Будучи сами актерами, родители Боярского, однако, не хотели, чтобы сын пошел по их стопам. Они мечтали видеть Мишу музыкантом и поэтому отдали его в музыкальную школу при консерватории по классу фортепьяно. До пятого класса сын учился нормально, однако затем его стало интересовать все что угодно, но только не классическая музыка.
М. Боярский вспоминает: «Я поменялся совершенно – стал обращать внимание на то, кто как одевается, посмотрел «Брак по-итальянски» – так там вообще Софи Лорен за ляжку хватают… Какая уж тут учеба? Потом начал шляться по дворам, а там совсем другая атмосфера: если школа – институт благородных девиц, то во дворах компании были страшные, мат-перемат, ножи, наколки, проститутки – совсем другой мир. Оказалось, надо быть сильным, иметь деньги, уметь драться…
В школе мы сделали из туалета курительную комнату: закрыли все отверстия фанерой, наставили стульев, играли в карты. Мальчишек гоняли – это был настоящий мужской клуб… Никаких санкций за столь недостойное поведение не было: в восьмом классе педагог разрешила нам курить, не выходя из-за парт, – во время сочинения по «Войне и миру», у нас было два урока подряд, и учительница сказала: «Я знаю, что вы курите, так что можете делать это здесь – чтобы не терять времени даром». Естественно, всю первую половину сочинения мы просто прокурили – еще бы!.. В то время мы запросто могли попросить у педагога сигарету, и он угощал – да хоть пей, но дело разумей. Так и получалось: если сидишь куришь – значит, взрослый, следовательно, было просто стыдно не знать урока или какого-то произведения…»
Мечта родителей Михаила так и не осуществилась – после окончания школы он решил пойти не в консерваторию, а в Институт театра, музыки и кинематографии. Причем пошел туда по одной простой причине – ему казалось, что актерский труд самый легкий. Еще бы, выучил текст – и все! Родители не стали возражать против этого выбора сына, но сразу предупредили, что никакой помощи при поступлении они ему оказывать не будут. Но помощи никакой и не понадобилось – Боярский поступил в институт сам, причем с первого же раза.
Единственный раз родители вмешались в судьбу своего сына-студента, когда он уже учился на пятом курсе института и ему грозило распределение в провинцию – то ли в Павлоград, то ли в Павлодар. Вот тогда отец не выдержал и позвонил своему другу – режиссеру Театра имени Ленсовета Игорю Владимирову, который был астрологической «родней» Михаила – тоже Козерог (1 января), только Лошадь (1919), – и попросил посмотреть его сына. Владимиров согласился. М. Боярский вспоминает:
«В назначенное время я был в театре. Выйдя на сцену, прочитал отрывок из роли Петруччио, потом Кудряша, потом Тартюфа и многое другое. Владимиров сидел, потупив глаза, и вдруг спросил:
– …А что ты еще умеешь?

(Записи из набора данных)
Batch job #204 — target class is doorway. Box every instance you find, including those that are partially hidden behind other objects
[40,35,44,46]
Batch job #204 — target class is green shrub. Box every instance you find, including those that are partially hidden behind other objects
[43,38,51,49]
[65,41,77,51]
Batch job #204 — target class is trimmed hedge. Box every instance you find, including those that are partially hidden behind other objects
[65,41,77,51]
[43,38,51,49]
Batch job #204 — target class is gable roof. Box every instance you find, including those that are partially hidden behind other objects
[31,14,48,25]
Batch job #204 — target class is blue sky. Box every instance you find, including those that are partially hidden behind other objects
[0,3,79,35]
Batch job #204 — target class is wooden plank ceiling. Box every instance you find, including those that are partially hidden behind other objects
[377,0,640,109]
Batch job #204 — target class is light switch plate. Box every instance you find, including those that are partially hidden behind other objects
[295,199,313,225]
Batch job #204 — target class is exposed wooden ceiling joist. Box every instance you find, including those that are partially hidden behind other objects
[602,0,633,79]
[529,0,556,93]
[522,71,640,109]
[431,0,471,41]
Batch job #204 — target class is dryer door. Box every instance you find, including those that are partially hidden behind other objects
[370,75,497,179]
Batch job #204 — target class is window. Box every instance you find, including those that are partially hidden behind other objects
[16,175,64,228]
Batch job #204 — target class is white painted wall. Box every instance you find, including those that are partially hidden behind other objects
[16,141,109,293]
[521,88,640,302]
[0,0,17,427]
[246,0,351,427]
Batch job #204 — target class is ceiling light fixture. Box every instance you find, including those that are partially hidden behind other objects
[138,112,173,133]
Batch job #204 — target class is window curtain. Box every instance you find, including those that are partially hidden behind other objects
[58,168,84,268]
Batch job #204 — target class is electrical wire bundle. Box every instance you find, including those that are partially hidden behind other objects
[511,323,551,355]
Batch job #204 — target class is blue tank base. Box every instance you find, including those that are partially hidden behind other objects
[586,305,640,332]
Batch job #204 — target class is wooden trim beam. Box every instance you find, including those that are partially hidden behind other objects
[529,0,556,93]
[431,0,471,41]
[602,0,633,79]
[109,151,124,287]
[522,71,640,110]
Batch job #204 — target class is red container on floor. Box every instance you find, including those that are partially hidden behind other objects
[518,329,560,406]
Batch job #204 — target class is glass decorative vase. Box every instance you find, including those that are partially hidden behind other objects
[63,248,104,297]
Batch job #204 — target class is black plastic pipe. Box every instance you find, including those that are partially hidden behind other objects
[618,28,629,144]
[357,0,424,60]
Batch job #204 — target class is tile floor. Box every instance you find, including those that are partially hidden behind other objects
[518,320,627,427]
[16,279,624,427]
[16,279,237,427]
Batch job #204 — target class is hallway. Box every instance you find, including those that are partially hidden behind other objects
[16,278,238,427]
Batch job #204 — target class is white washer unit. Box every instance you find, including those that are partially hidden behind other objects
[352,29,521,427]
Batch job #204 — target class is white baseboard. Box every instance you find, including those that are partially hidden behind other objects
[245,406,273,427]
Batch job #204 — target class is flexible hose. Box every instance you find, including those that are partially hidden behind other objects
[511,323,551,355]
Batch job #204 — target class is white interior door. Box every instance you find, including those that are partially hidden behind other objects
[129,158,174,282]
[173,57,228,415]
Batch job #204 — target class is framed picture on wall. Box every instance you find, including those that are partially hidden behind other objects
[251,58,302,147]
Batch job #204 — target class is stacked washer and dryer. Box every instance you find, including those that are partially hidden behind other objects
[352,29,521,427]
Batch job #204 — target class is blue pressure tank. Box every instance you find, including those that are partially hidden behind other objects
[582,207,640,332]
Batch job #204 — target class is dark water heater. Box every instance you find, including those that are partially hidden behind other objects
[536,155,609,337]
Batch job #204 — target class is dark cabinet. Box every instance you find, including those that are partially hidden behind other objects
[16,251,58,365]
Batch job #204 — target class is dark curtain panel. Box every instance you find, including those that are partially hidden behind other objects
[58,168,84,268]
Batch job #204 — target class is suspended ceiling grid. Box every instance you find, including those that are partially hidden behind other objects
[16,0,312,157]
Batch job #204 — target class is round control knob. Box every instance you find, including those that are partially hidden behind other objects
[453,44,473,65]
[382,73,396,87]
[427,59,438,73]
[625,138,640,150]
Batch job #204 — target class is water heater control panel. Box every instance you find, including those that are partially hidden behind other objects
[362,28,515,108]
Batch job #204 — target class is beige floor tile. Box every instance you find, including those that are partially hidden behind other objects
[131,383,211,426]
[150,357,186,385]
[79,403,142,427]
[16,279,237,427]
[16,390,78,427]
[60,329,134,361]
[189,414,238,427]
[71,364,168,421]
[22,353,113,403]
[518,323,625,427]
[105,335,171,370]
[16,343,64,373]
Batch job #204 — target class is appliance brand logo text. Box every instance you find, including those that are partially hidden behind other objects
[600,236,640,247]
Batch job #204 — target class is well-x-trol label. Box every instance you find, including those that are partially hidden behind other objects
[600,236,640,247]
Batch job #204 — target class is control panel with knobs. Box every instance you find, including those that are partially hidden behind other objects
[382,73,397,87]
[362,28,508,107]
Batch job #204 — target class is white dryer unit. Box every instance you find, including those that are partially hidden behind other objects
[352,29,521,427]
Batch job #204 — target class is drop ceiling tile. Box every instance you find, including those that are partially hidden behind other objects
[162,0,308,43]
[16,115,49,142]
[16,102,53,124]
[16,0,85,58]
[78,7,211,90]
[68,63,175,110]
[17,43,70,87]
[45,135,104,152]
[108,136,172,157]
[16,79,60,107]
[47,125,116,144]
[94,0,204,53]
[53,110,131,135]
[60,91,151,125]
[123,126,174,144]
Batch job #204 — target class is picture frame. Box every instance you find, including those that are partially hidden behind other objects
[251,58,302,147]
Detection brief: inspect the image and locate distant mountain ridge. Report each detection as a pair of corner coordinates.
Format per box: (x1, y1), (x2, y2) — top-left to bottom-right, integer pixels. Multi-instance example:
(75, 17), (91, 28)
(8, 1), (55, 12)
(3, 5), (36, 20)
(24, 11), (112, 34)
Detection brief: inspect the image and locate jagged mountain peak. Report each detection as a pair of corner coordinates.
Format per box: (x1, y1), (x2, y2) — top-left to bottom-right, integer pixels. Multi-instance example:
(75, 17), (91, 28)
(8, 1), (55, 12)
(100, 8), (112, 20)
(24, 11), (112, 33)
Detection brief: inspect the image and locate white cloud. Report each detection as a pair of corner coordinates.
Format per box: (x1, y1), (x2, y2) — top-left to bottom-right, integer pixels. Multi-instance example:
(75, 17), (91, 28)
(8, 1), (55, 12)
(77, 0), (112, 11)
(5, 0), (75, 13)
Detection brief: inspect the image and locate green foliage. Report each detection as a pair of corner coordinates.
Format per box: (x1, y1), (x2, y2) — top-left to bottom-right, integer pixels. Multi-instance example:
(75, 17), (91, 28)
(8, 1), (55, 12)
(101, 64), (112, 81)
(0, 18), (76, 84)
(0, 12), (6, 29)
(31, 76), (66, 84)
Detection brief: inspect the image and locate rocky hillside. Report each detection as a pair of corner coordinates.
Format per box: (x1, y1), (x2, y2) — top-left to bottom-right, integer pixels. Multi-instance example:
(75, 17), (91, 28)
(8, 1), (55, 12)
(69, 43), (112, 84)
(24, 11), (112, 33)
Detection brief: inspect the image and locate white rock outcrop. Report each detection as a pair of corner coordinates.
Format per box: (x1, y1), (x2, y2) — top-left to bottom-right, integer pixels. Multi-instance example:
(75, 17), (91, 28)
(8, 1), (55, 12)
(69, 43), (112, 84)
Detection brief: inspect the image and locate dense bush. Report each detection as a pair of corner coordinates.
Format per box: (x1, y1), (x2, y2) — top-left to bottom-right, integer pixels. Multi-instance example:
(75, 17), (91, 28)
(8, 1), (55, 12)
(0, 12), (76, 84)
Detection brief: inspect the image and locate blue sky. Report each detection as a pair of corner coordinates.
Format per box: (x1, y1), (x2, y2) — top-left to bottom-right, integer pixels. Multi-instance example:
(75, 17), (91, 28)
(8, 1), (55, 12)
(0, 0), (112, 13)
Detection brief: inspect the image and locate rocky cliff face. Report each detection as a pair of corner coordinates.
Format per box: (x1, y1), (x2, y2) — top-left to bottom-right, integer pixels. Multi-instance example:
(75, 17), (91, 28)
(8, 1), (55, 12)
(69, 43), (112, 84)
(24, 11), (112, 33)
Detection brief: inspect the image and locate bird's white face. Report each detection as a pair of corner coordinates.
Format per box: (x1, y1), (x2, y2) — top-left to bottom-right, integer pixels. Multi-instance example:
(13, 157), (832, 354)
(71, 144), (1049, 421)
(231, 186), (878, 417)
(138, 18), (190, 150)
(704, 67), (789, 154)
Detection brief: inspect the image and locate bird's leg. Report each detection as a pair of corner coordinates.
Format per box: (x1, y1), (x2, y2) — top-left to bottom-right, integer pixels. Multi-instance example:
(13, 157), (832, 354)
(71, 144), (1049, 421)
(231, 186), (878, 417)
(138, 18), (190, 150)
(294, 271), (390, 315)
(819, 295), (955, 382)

■ **Задания к упражнению**:
- a) Занесите в JSON-список строк все строки записей, начиная со строки с «Batch job #204 — target class is stacked» и вниз до строки с «[582,207,640,332]» включительно, по одной строке списка на каждую строку и без пустых строк.
- b) Допишите продолжение отрывка о юности Михаила Боярского, начиная сразу после его последней реплики.

■ **Результаты выполнения**:
- a)
[
  "Batch job #204 — target class is stacked washer and dryer. Box every instance you find, including those that are partially hidden behind other objects",
  "[352,29,521,427]",
  "Batch job #204 — target class is blue pressure tank. Box every instance you find, including those that are partially hidden behind other objects",
  "[582,207,640,332]"
]

- b)
– Еще на рояле умею играть.
– А ну-ка, попробуй.
Я сыграл весь репертуар Геннадия Гладкова, что-то еще и заподряд начал играть концерт Рахманинова.
– Ну это другое дело! – сказал Владимиров. – Все! Иди! Считай, что принят.
Через некоторое время он пришел к нам на курс и сказал, что принял артиста, который ничего не умеет. Вообще! Ноль полный! Но у него в руках уже есть профессия – он музыкант. Дескать, было бы неплохо, если бы и вы научились «немножечко шить», приобрели вторую профессию. Мне он говорил, что я должен учиться у его студентов, что они все гениальные, а им про меня, что «этот вот, «ноль без палочки», но при наличии в спектакле музыки будет иметь роль».
Попав в труппу «Ленсовета» в 1972 году, Боярский довольно долгое время играл в массовке. Первый его выход в таком качестве состоялся в спектакле «Преступление и наказание», где он вместе с другими молодыми актерами изображал толпу студентов. Ему даже досталась одна реплика: «Ишь, нахлестался!»
Стоит отметить, что если другие партнеры Боярского из числа молодых актеров испытывали из-за этого комплекс неполноценности, то Михаил относился к этому совершенно иначе. Тогда еще он был начисто лишен какого-либо честолюбия и соглашался играть в любой эпизодической роли. В итоге всего лишь через несколько месяцев после зачисления в труппу театра Боярский стал самым играющим актером массовки – в месяц у него набегало 36 спектаклей. Так как налицо было явное перевыполнение нормы, руководство выплачивало ему по два-три лишних рубля за спектакль. А вскоре судьба распорядилась так, что Боярскому досталась и первая серьезная роль.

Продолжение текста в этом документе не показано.